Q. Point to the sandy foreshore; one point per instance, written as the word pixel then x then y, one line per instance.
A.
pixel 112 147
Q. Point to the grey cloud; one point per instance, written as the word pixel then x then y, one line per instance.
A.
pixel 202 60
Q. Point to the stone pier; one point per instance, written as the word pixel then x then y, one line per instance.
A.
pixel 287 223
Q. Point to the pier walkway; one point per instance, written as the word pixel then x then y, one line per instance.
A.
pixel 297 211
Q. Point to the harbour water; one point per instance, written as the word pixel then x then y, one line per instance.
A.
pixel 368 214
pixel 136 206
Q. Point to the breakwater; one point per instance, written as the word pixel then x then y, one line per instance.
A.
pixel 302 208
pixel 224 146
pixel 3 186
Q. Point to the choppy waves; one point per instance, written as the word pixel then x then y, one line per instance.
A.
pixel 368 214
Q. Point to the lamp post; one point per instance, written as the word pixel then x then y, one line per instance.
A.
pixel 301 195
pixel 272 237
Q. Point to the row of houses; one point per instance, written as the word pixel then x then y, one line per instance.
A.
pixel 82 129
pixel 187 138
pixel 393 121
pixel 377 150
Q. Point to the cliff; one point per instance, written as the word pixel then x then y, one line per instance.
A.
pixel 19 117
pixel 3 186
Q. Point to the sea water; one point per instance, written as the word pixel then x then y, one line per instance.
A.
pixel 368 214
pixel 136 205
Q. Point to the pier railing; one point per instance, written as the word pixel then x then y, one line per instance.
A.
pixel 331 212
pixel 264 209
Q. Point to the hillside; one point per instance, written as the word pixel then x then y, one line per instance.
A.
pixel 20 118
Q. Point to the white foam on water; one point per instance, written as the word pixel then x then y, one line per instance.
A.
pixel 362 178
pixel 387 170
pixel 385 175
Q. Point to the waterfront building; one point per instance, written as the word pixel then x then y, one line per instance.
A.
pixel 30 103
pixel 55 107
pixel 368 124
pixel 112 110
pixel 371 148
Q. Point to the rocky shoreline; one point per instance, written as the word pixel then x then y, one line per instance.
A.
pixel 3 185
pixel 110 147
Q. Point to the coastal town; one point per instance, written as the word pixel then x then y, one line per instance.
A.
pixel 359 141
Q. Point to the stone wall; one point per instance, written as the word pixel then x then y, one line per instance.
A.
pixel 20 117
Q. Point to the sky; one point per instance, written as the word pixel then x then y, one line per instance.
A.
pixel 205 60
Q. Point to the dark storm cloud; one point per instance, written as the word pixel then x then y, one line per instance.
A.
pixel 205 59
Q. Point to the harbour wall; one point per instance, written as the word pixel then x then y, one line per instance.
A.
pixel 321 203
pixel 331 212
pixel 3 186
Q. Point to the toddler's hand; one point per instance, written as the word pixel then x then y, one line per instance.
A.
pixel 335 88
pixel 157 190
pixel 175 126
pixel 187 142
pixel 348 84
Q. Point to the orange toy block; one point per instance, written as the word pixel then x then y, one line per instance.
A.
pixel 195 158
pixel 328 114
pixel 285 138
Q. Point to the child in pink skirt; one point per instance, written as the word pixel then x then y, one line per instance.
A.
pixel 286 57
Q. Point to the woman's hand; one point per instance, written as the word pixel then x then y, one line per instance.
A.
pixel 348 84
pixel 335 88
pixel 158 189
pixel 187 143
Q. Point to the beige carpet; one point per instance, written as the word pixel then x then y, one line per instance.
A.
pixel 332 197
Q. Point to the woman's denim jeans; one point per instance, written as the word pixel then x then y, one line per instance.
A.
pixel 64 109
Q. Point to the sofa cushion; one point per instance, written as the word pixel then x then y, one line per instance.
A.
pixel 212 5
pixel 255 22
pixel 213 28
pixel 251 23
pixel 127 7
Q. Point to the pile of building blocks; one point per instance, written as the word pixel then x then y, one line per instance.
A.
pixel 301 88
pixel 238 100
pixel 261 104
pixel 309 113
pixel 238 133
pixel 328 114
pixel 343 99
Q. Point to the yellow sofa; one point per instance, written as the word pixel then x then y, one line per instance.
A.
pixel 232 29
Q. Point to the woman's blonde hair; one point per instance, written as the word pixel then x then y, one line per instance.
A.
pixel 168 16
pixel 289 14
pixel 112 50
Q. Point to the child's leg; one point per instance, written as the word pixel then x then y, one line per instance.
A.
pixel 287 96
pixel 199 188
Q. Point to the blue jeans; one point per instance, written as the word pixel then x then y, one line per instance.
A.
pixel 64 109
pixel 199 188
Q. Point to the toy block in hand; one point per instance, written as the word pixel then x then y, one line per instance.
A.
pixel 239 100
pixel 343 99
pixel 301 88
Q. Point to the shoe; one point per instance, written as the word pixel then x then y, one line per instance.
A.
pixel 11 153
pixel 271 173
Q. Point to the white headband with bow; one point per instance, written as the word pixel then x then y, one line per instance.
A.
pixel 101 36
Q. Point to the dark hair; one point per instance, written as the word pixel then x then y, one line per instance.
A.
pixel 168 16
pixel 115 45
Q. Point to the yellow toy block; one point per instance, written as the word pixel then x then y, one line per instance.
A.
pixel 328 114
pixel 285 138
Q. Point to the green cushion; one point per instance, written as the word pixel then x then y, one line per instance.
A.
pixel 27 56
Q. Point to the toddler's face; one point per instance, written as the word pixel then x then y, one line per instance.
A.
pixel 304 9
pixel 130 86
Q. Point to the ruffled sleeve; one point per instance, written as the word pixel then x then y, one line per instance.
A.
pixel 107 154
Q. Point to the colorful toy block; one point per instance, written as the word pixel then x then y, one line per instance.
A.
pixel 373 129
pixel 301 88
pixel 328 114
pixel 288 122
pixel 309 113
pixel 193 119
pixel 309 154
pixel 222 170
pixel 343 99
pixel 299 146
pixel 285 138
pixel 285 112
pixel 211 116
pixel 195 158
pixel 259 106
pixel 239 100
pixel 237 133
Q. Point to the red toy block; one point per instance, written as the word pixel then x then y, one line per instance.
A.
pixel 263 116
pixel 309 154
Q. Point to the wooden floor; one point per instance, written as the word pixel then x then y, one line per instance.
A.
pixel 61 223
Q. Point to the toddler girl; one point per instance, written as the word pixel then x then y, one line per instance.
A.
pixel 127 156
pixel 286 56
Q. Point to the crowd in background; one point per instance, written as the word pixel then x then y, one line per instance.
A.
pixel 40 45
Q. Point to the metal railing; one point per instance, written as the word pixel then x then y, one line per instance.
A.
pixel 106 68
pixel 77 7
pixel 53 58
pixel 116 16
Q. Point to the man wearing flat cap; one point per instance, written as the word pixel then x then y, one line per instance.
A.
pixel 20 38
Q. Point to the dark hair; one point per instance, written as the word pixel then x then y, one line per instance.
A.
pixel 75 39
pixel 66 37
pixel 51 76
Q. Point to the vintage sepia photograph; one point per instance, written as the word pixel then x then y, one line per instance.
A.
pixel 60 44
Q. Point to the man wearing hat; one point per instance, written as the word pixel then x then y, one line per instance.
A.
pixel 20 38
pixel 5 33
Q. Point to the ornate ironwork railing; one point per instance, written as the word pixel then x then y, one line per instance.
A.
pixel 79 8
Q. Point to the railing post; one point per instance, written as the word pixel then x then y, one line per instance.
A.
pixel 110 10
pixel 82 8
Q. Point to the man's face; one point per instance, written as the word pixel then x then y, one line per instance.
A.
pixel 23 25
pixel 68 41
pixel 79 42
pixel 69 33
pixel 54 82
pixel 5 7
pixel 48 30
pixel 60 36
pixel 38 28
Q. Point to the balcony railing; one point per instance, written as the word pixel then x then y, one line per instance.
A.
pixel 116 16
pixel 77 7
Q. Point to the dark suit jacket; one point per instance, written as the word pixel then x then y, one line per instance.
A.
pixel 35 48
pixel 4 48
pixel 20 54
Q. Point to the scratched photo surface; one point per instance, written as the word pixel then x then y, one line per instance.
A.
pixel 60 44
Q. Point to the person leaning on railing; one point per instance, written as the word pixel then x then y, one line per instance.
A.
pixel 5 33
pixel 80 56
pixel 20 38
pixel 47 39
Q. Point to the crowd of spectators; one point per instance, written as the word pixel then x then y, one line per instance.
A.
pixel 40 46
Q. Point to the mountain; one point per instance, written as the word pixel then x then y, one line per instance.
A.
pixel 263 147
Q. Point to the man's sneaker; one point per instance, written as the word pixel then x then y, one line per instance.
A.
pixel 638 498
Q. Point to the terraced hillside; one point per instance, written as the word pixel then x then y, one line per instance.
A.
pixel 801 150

================================

- **DESCRIPTION OF THE TASK**
Reproduce everything from the start of the rows down through the line containing "pixel 385 175", substituting "seawall" for "breakwater" and leaving all else unchanged.

- **RESPONSE FOR THIS EXERCISE**
Q. Point to the sandy foreshore; one point per instance, written as the word pixel then x then y, one line per instance.
A.
pixel 112 147
Q. Point to the grey cloud; one point per instance, written as the word pixel then x then y, one line per instance.
A.
pixel 202 60
Q. Point to the stone pier; one point per instance, written as the word pixel then x then y, one line per instance.
A.
pixel 287 223
Q. Point to the pier walkway; one point per instance, written as the word pixel then x then y, one line per instance.
A.
pixel 297 211
Q. Point to the harbour water; one point per instance, written as the word pixel then x then y, one line per instance.
A.
pixel 368 214
pixel 136 206
Q. Point to the seawall; one point per instance, written as the word pixel then x then y, one line per instance.
A.
pixel 302 208
pixel 224 146
pixel 3 186
Q. Point to the choppy waves; one point per instance, written as the word pixel then x then y, one line per instance.
A.
pixel 368 214
Q. Point to the lamp post; one point per instance, written as the word pixel then x then y, one line per instance.
A.
pixel 301 195
pixel 272 237
Q. Point to the row of houses; one point per instance, written as the word pixel then x then y, one line per instance.
A.
pixel 82 129
pixel 187 138
pixel 393 121
pixel 377 150
Q. Point to the cliff; one point per instance, written as the word pixel then x then y, one line per instance.
A.
pixel 19 117
pixel 3 186
Q. Point to the sea water; one point per instance, written as the word pixel then x then y, one line per instance.
A.
pixel 368 214
pixel 136 205
Q. Point to the pier railing; one point per instance, written as the word pixel then x then y, one line per instance.
A.
pixel 331 212
pixel 264 209
Q. Point to the hillside; one point per instance, written as the word pixel then x then y, one line per instance.
A.
pixel 20 118
Q. Point to the white foam on water; one point per instance, written as the word pixel then x then y, one line per instance.
A.
pixel 362 178
pixel 387 170
pixel 385 175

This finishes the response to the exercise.